═══ Text excerpt
Solve the following problems with Maple, then compare your answers to my solutions.
On most computers you may do the following to avoid any flipping back and forth between a problem statement and your Maple worksheet. To the right of the undo and redo buttons in the worksheet toolbar is a set of three buttons for controlling the Maple prompt and input modes. Click the new execution group button ( [> ) to create a new Maple prompt and execution group below the execution group in which the cursor currently rests. Next click the middle button of the set ( T ) to put Maple into the text input mode. Now copy and paste the problem statement from your browser window into your Maple worksheet at the cursor in the newly created text input mode execution group. Click the new execution group button once more to create another Maple command prompt.
In your solutions to the problems, where appropriate, assume that the acceleration due to gravity is 10 m/s^2 and that there is no air resistance.
(1) It takes 1/30 s to produce a complete image on a television screen. An electron beam travels across the screen 525 in this time, positioning itself a little lower on the screen with each pass. (a) How fast does the electron beam travel across a screen with a width of .5 m? (b) If the electron beam starts at the upper left hand corner of the screen and ends at the lower right hand corner of the screen, and the television is square, what is the magnitude of its average velocity?
══════
═══ Records shown
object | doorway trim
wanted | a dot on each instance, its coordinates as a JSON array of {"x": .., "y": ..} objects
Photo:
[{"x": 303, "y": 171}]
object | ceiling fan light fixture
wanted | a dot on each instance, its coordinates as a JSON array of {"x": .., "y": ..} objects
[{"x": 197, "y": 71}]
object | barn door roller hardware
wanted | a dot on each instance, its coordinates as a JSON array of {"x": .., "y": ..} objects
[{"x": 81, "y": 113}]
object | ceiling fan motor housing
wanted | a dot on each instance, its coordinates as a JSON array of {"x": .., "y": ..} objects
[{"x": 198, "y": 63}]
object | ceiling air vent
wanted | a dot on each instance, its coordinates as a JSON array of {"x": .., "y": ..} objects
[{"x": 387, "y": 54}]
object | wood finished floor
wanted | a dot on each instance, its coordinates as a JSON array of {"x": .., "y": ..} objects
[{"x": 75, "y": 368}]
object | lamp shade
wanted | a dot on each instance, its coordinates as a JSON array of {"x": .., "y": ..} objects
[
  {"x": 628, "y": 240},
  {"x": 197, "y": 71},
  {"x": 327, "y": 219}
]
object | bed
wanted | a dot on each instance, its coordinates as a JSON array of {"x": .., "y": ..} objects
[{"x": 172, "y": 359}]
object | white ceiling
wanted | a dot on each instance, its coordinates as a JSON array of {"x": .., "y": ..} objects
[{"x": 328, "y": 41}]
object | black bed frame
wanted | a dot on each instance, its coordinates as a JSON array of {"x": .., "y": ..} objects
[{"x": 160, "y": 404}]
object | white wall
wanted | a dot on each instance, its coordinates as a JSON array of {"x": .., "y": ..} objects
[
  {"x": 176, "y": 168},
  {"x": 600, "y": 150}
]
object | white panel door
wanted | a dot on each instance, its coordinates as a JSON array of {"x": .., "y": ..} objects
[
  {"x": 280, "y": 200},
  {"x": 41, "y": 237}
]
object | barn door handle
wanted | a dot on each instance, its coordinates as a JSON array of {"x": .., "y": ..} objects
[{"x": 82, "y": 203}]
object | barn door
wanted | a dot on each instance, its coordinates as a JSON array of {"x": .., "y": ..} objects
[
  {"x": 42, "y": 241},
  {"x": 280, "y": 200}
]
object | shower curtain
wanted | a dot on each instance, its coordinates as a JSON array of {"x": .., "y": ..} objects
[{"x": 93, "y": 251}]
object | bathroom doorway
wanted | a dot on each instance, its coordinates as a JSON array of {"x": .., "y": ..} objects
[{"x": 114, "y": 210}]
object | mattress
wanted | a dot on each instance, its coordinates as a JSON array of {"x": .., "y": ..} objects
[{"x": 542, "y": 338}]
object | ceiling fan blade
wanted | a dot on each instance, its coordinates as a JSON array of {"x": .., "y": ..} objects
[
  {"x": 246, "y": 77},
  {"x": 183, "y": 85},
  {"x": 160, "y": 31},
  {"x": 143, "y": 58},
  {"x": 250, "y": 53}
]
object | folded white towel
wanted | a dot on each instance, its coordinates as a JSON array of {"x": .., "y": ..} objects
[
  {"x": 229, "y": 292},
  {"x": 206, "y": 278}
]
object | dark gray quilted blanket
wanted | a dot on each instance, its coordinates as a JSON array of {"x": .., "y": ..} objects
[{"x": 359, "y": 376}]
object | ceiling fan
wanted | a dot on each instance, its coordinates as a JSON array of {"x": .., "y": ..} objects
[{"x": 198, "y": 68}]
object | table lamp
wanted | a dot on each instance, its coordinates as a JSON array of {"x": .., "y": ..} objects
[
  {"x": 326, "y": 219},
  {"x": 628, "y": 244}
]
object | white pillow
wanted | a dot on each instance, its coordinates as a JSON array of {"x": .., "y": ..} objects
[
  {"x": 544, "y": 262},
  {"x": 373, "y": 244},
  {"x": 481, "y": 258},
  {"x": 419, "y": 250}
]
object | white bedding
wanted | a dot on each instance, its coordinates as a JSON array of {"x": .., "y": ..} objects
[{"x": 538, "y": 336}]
══════
═══ Records shown
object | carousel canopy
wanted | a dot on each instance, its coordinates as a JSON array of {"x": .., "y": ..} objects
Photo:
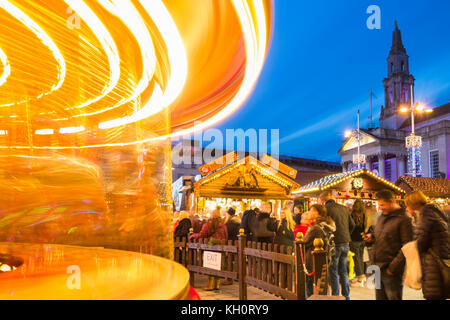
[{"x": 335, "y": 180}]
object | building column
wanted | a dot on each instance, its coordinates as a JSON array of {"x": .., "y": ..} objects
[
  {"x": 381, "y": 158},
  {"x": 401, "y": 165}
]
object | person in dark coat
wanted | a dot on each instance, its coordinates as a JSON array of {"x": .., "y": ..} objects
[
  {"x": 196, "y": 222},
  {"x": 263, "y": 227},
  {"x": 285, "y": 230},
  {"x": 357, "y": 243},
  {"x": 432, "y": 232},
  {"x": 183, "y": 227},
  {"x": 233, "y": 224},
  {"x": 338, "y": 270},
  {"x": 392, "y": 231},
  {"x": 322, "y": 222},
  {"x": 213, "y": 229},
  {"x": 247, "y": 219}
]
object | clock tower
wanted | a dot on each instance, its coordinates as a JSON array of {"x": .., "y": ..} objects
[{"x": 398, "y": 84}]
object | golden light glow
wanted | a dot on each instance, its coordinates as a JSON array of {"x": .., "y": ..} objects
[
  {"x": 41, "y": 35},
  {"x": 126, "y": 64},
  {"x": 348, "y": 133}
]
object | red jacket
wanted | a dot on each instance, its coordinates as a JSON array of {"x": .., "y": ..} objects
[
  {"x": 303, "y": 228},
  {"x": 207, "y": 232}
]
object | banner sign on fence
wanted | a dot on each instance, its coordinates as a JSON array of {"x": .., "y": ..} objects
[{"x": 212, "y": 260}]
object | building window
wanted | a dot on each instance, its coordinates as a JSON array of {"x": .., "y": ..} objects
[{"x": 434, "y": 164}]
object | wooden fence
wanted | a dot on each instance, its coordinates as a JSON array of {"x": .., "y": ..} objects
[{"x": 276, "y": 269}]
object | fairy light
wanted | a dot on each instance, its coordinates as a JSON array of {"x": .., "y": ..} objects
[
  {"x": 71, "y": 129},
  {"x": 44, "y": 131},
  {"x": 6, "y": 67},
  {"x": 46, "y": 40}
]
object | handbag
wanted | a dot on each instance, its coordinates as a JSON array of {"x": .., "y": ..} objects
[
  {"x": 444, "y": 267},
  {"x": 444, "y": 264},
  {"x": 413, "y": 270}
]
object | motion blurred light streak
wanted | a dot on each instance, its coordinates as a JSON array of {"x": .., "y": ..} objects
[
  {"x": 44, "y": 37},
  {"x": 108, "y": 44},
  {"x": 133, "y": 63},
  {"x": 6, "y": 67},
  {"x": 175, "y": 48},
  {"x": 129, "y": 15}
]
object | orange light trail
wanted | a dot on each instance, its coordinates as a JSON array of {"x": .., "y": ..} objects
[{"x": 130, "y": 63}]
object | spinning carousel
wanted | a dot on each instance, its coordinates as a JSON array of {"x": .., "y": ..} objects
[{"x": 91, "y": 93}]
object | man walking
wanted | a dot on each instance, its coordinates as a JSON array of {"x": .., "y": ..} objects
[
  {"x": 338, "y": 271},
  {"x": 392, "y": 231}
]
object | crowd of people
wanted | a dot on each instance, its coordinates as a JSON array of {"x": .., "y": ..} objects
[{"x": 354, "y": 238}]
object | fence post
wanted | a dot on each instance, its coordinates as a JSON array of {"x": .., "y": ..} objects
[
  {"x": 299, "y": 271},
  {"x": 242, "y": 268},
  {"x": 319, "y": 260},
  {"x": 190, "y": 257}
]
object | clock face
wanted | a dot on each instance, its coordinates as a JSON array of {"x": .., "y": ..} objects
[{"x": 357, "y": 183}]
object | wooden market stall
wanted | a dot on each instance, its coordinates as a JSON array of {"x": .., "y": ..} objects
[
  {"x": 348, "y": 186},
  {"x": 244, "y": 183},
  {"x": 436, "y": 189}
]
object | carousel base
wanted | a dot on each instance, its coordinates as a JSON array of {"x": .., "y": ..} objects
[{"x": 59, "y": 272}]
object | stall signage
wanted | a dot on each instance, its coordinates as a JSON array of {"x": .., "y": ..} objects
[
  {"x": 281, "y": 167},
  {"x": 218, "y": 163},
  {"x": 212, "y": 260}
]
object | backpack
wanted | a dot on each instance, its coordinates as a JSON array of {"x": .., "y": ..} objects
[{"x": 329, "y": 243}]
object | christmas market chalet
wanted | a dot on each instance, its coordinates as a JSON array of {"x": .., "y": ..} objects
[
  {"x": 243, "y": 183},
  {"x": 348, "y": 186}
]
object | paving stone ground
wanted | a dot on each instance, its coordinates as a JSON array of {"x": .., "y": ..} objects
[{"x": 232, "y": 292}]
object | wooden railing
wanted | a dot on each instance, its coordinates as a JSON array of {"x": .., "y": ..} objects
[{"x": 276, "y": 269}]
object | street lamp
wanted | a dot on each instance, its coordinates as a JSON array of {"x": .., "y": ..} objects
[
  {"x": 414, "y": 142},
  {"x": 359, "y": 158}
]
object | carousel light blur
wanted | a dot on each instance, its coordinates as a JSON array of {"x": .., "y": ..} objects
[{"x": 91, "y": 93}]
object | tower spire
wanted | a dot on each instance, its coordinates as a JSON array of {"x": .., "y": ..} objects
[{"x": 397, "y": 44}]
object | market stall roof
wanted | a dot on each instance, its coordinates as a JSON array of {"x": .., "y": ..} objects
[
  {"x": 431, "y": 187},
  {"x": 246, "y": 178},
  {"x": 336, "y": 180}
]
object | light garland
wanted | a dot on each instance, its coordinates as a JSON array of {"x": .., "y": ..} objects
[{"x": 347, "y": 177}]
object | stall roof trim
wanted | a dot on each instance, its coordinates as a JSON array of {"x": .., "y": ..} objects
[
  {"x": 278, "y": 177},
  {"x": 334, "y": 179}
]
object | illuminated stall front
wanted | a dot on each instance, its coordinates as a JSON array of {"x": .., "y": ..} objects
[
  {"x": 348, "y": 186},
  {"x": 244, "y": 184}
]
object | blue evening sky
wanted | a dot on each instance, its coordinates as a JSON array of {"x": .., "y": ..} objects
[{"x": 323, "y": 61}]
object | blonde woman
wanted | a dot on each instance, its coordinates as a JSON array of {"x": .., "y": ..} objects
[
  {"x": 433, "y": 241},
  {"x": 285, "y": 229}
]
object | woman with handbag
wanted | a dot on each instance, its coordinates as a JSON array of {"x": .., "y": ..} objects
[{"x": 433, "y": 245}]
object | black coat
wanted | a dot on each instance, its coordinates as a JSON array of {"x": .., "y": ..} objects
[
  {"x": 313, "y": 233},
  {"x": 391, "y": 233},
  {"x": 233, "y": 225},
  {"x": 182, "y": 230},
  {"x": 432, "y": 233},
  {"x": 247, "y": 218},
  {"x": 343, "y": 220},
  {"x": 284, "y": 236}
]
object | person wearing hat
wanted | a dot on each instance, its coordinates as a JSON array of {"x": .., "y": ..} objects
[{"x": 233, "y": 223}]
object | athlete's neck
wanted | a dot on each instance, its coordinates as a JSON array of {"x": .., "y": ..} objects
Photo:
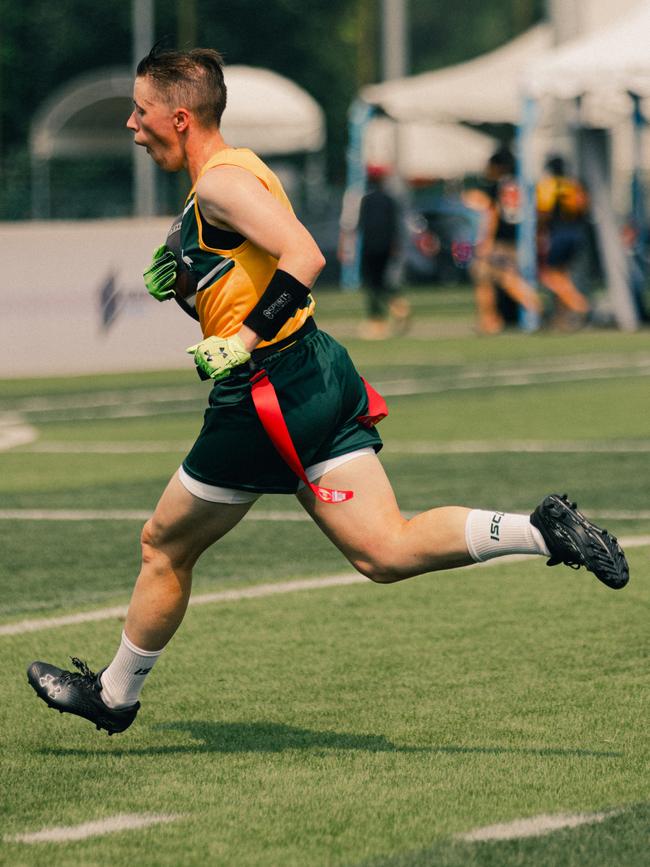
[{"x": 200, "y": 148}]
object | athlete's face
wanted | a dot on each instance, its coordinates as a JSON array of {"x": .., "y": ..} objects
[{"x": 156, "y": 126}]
══════
* [Exercise objective]
Carry on the Maple physics problem set past its last sentence.

* [Response to this task]
(2) In order to make a long journey a spaceship must travel as fast as possible. Relativity and engineering technology limit its maximum speed to about one-tenth the speed of light (the speed of light is 3x10^8 m/s). To avoid psychological stress on the ship's occupants, the ship can accelerate at only 10 m/s^2. (a) How many years does it take the ship to reach its maximum speed? (b) How far does it travel in that time? Use the plotting technique described in Kinematics 1 to plot the position vs. time graph of the spaceship (use seconds for time).
(3) A jealous lover stands at the edge of a 50 m tall building holding a tomato. If a man flirting with the lover's girlfriend below walks at 1 m/s towards the building, and the man is the tomato's target, at what distance should he be from the building when the jealous lover drops the tomato ? Assume either that the flirt has no height, or that the tomato will hit his spiffy new shoes.
(4) A bat flying towards a wall sends out a sound wave at a distance of 2 m from the wall. The sound wave travels at 330 m/s. If the bat is flying at 20 m/s, how far will it travel in the time it takes for the sound wave to hit the wall and return to the bat?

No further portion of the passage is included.